• What needs to be done:
Tally the lines in the data that follows that include the word "denim", and report nothing but the total.

==== Records for this exercise ====

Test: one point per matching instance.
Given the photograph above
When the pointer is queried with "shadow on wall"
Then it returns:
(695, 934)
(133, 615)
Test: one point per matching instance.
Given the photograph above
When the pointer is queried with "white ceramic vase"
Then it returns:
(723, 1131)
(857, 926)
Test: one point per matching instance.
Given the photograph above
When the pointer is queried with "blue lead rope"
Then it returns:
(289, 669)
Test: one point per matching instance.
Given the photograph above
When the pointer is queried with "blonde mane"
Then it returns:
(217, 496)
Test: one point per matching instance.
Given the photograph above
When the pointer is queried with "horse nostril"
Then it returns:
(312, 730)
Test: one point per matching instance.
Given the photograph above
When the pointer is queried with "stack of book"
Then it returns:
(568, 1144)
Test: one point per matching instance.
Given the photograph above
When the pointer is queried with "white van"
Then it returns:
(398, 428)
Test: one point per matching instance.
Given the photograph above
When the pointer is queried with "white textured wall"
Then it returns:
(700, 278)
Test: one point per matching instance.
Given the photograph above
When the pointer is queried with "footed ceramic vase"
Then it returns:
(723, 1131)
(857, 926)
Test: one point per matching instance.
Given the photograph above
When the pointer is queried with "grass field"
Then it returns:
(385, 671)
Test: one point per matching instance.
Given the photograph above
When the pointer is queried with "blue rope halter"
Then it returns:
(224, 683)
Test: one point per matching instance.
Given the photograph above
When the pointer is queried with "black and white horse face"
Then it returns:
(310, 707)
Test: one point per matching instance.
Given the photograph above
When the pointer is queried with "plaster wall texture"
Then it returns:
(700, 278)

====
==== Records for this exercise ====

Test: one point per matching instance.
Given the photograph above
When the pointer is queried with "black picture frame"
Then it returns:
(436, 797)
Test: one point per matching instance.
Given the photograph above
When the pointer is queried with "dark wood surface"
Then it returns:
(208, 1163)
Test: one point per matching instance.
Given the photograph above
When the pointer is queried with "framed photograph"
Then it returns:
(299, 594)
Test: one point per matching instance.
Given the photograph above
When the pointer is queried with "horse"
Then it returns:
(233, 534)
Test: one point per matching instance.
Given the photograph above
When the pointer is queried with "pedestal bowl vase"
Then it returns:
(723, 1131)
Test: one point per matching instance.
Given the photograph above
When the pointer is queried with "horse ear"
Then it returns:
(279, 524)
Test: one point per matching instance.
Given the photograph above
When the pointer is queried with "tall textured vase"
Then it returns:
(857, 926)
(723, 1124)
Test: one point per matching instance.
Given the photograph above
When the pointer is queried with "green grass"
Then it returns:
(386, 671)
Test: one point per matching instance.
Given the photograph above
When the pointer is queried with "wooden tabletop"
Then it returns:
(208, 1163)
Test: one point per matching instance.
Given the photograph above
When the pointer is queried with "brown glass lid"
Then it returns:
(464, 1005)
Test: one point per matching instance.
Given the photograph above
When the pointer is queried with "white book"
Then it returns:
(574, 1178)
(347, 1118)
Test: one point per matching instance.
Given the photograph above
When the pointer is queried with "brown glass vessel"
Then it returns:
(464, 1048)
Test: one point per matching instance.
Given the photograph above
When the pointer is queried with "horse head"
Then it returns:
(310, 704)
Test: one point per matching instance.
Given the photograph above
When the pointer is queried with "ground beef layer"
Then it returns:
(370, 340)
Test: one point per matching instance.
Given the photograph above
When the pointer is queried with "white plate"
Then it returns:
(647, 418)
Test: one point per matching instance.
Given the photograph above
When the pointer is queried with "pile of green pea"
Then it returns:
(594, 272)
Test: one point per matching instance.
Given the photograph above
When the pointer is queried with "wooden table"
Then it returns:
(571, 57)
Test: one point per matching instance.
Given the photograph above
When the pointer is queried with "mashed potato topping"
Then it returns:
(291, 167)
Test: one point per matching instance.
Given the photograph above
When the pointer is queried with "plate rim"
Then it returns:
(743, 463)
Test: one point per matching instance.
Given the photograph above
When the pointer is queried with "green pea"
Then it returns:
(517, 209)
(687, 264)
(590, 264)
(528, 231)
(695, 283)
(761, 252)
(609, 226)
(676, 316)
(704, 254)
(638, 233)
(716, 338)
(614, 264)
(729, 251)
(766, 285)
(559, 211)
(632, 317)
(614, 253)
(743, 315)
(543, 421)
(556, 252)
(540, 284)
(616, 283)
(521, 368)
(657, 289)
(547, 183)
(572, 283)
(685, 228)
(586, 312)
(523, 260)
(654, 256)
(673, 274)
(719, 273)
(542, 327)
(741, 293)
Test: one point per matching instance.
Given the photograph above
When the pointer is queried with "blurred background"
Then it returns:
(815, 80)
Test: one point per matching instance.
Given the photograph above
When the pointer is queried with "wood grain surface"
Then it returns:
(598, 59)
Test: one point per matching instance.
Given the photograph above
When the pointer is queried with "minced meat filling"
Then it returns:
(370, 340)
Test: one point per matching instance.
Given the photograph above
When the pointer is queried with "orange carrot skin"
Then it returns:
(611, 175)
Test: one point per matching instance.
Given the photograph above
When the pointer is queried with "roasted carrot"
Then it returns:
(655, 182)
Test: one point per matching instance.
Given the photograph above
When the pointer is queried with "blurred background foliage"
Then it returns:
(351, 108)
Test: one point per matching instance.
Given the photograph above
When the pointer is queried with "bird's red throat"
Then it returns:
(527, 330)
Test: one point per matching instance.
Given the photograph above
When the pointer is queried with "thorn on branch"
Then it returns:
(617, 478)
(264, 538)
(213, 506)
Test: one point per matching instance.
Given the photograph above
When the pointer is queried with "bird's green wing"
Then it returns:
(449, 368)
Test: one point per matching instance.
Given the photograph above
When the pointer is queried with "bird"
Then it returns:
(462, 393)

====
==== Records for this exercise ====

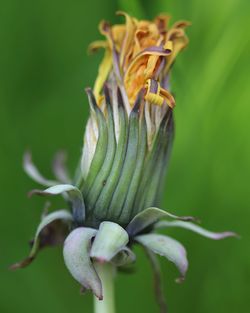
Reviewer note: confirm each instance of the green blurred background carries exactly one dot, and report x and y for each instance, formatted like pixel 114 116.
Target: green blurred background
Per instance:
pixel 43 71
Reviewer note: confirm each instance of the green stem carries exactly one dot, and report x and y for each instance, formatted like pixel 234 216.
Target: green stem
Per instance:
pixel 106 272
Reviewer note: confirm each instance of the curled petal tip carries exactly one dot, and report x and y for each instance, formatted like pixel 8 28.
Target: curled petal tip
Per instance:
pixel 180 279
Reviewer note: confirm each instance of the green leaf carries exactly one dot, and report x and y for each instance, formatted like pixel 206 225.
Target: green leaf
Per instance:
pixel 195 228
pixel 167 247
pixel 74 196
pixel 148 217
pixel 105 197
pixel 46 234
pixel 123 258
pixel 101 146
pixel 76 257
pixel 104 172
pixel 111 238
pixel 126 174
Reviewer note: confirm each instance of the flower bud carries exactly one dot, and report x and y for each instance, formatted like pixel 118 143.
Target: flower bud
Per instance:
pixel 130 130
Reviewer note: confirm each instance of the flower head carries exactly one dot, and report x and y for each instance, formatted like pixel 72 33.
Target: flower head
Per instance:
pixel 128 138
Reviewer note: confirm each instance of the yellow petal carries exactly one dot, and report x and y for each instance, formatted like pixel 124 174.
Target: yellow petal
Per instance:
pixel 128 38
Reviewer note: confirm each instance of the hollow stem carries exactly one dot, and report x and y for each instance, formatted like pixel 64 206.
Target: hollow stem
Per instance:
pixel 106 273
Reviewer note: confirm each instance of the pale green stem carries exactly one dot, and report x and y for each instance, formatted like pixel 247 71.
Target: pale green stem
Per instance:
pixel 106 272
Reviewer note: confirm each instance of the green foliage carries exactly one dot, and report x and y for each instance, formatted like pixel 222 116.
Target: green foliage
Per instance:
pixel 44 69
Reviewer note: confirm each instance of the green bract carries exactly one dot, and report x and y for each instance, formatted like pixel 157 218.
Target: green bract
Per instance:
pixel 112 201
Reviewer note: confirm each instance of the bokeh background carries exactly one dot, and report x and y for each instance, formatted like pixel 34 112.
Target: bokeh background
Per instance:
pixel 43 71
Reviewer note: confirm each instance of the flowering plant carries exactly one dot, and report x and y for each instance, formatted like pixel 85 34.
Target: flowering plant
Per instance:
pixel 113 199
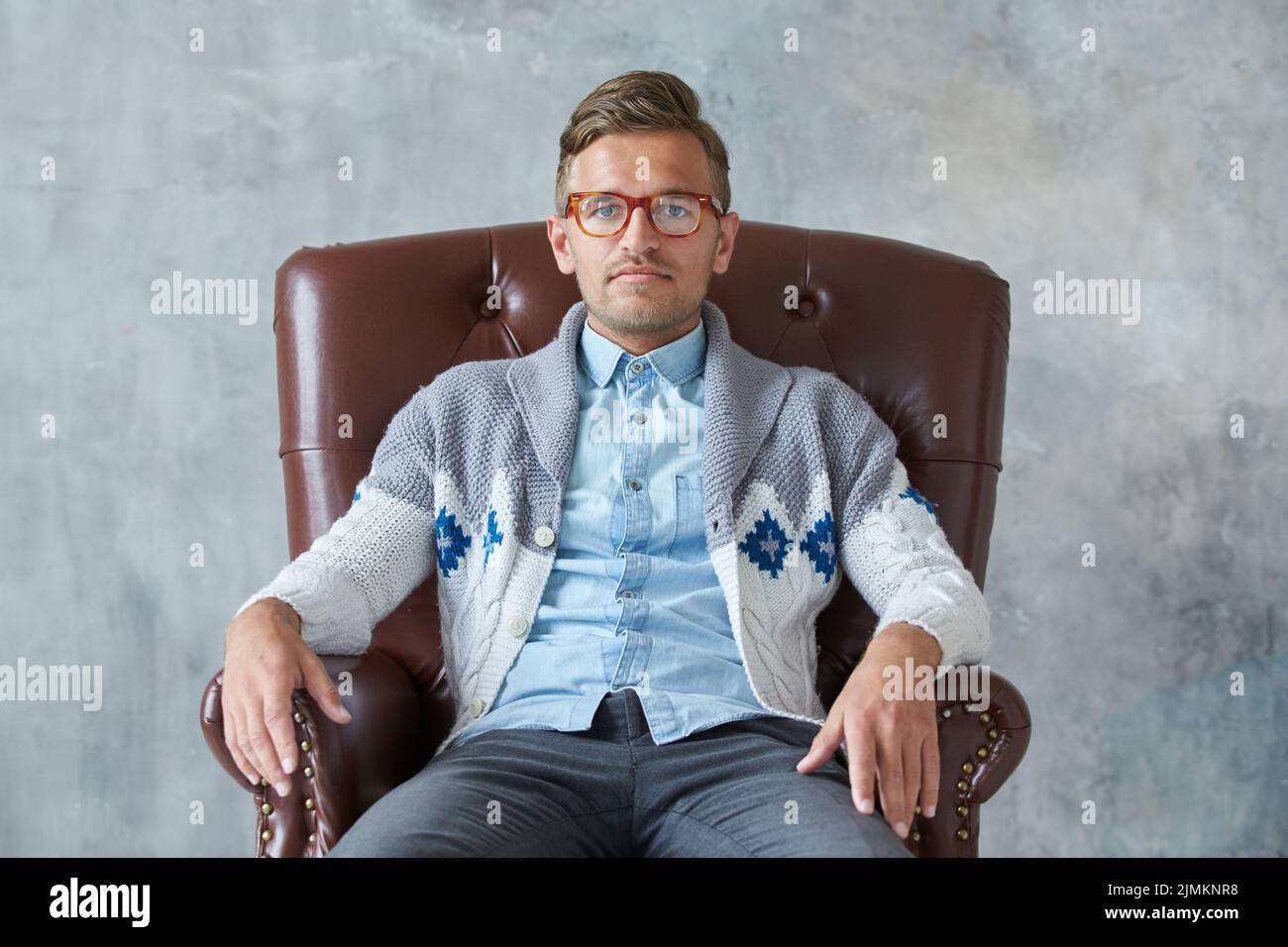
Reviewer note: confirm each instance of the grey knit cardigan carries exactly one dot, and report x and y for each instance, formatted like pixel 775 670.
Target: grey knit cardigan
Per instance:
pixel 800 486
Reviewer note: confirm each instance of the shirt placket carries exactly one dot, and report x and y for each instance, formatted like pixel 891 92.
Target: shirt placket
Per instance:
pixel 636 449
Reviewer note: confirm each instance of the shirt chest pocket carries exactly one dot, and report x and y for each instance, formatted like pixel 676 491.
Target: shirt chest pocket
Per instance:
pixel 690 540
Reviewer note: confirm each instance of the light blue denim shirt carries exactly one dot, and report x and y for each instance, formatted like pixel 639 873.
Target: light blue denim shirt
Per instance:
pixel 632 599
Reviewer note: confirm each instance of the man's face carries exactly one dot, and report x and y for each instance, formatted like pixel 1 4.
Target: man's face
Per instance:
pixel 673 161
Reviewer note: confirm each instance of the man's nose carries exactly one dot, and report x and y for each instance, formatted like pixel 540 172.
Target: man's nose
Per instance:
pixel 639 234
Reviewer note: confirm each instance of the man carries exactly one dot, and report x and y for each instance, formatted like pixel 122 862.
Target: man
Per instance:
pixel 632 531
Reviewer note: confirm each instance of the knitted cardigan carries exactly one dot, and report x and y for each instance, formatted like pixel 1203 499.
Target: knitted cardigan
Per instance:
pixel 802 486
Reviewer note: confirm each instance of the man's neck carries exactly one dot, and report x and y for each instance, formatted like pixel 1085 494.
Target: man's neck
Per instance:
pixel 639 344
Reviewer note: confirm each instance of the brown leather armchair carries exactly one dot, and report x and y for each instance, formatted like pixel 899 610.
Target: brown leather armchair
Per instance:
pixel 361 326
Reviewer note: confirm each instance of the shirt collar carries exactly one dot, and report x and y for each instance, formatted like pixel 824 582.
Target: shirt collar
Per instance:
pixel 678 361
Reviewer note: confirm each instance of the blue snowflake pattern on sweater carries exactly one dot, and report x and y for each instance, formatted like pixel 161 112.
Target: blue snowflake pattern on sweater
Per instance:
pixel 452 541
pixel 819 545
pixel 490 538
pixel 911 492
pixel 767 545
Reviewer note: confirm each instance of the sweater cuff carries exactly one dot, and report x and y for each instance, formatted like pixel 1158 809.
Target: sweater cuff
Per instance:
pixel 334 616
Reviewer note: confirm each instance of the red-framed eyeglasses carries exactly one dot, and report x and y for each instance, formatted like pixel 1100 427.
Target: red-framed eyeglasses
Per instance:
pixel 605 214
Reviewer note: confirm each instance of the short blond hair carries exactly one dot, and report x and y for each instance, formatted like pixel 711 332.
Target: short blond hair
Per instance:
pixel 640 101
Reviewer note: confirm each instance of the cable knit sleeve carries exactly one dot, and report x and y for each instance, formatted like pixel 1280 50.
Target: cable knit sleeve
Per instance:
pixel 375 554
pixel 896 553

====

• Written response:
2